§ **Task statement**
Read the records below and report each line in which "point" occurs.
===== Records for processing =====
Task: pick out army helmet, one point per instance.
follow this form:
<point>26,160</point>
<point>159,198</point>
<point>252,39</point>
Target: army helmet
=====
§ **Response below**
Task: pick out army helmet, one point per instance.
<point>26,160</point>
<point>159,198</point>
<point>252,39</point>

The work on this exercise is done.